=== Section Start ===

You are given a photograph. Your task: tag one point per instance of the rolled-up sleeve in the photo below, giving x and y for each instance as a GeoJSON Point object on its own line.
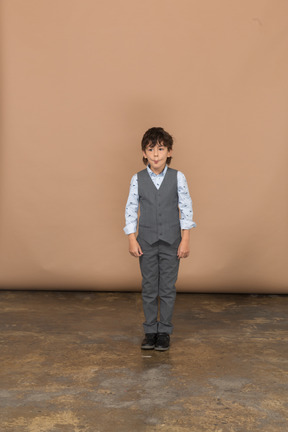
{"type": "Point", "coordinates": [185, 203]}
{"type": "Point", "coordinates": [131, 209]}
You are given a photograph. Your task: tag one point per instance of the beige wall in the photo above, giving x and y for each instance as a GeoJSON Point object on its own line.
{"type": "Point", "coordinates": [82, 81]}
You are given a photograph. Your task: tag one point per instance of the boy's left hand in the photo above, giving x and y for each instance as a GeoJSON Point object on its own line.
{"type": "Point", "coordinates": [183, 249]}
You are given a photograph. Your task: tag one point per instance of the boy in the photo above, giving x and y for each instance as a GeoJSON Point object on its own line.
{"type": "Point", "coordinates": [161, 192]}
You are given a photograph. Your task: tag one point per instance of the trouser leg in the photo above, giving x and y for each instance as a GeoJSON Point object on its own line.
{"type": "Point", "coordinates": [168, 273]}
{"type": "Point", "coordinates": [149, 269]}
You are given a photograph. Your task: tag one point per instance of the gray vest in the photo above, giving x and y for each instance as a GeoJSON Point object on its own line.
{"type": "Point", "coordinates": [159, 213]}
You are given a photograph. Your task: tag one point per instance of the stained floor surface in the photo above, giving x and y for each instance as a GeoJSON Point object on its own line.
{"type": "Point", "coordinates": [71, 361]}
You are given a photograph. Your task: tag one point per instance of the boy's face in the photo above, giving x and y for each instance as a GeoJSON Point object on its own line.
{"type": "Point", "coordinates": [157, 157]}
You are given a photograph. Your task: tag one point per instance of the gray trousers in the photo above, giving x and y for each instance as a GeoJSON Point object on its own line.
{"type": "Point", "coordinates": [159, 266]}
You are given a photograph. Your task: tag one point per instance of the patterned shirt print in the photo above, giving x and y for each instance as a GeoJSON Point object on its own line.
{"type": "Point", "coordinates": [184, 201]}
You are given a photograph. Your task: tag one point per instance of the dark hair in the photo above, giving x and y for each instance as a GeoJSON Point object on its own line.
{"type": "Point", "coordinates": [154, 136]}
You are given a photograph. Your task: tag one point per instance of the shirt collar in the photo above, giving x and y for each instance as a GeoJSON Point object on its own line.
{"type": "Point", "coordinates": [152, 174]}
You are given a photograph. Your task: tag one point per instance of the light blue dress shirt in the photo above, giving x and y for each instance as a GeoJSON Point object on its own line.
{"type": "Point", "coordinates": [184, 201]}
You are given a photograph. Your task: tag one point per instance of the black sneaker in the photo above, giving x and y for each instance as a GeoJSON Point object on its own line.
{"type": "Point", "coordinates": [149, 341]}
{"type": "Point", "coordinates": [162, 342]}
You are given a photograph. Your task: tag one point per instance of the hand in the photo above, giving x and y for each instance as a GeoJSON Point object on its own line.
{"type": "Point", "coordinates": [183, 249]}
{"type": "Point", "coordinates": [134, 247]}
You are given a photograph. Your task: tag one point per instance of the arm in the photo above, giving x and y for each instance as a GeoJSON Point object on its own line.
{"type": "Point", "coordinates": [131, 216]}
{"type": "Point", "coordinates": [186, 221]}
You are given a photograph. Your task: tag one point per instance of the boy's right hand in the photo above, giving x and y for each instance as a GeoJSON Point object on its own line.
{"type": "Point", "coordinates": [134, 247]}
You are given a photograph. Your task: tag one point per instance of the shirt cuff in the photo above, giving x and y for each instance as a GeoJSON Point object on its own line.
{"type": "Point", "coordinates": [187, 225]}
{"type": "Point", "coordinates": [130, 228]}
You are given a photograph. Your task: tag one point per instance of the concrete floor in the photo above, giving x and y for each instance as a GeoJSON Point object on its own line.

=== Section End ===

** AIM OF THE TASK **
Write out the material above once more, word for word. Images stay out.

** ANSWER SECTION **
You are given a photograph. Your task: tag one point per instance of the rolled-up sleeve in the photo below, giving x and y for each instance as a GeoJSON Point object on its own line.
{"type": "Point", "coordinates": [185, 203]}
{"type": "Point", "coordinates": [131, 209]}
You are given a photograph. Your task: tag one point per instance of the beige wall in the photo above, giving x and y for each instance as a GeoJSON Point object on its own line.
{"type": "Point", "coordinates": [82, 81]}
You are given a photograph. Your task: tag one point per instance of the boy's left hand in the photo above, giving x and y for each instance as a GeoJSON Point object on its own line.
{"type": "Point", "coordinates": [183, 249]}
You are given a photograph. Your task: tag one point per instance of the boy in the photo above, giving x and y for each instance as a GeoJSON Point object on its own line.
{"type": "Point", "coordinates": [161, 192]}
You are given a photograph. Your task: tag one point per instance of the trouser leg in the photo above, giving x and y for each instance as a GeoJSON Point object on its own line.
{"type": "Point", "coordinates": [168, 273]}
{"type": "Point", "coordinates": [149, 269]}
You are given a photograph. Your task: tag one point per instance of the gray vest in the photo above, giving x and y for each instance as a GeoJSON Point object on its own line.
{"type": "Point", "coordinates": [159, 213]}
You are given a photograph. Your task: tag one point per instance of the stained floor surface in the photo above, giving x and y for each instance as a GeoJSON Point object on its own line.
{"type": "Point", "coordinates": [71, 361]}
You are given a photograph. Your task: tag one point per instance of the boy's face in the photo above, giving x and y for each instance as a GeoJSON Point object on its own line.
{"type": "Point", "coordinates": [157, 157]}
You are given a photograph. Your task: tag one point per instance of the gray trousers in the photo above, giving x and y for each instance as a GeoJSON Point object on its own line.
{"type": "Point", "coordinates": [159, 266]}
You are given a photograph. Your task: tag one point per instance of the patterned shirt print in the photo above, giving x and y for each instance as a GeoJSON Point object on its own line.
{"type": "Point", "coordinates": [184, 201]}
You are given a photograph. Your task: tag one point per instance of the dark hair in the photo above, giving x and y for each instance as a GeoJSON Point object on its own line.
{"type": "Point", "coordinates": [154, 136]}
You are given a photograph. Your task: tag one point per instance of the shirt collar in the photo above, giving x and y for each instance as a GeoJSON Point object on its own line.
{"type": "Point", "coordinates": [152, 174]}
You are given a photograph. Your task: tag one point per instance of the light blue dress shirt in the photo above, giving x and y for each instance as a GeoJSON Point object on its own line.
{"type": "Point", "coordinates": [184, 201]}
You are given a photograph. Your task: tag one point per instance of the black sneaker in the photo above, giving x and y for each instance as a GeoJSON Point object on its own line.
{"type": "Point", "coordinates": [149, 341]}
{"type": "Point", "coordinates": [162, 342]}
You are given a photograph. Your task: tag one point per instance of the hand in the photo above, giving x and y for each instance as a GeoJSON Point object on its own line.
{"type": "Point", "coordinates": [183, 249]}
{"type": "Point", "coordinates": [134, 247]}
You are given a photograph. Your task: tag one point per instance of the arm in the photo above, giving x and y for each instance as a GeoJSON Point object on its own line.
{"type": "Point", "coordinates": [131, 216]}
{"type": "Point", "coordinates": [186, 221]}
You are given a photograph. Your task: tag one point per instance of the boy's right hand in the photo above, giving x and y for each instance as a GeoJSON Point object on its own line.
{"type": "Point", "coordinates": [134, 247]}
You are given a photograph. Your task: tag one point per instance of the shirt cuff in the photo above, giving x and y for each instance as a GeoJSON Point object on its own line.
{"type": "Point", "coordinates": [187, 225]}
{"type": "Point", "coordinates": [130, 228]}
You are given a photograph. Your task: tag one point per instance of the concrete floor in the photo above, giving x and y for each instance as a GeoJSON Point object on its own line.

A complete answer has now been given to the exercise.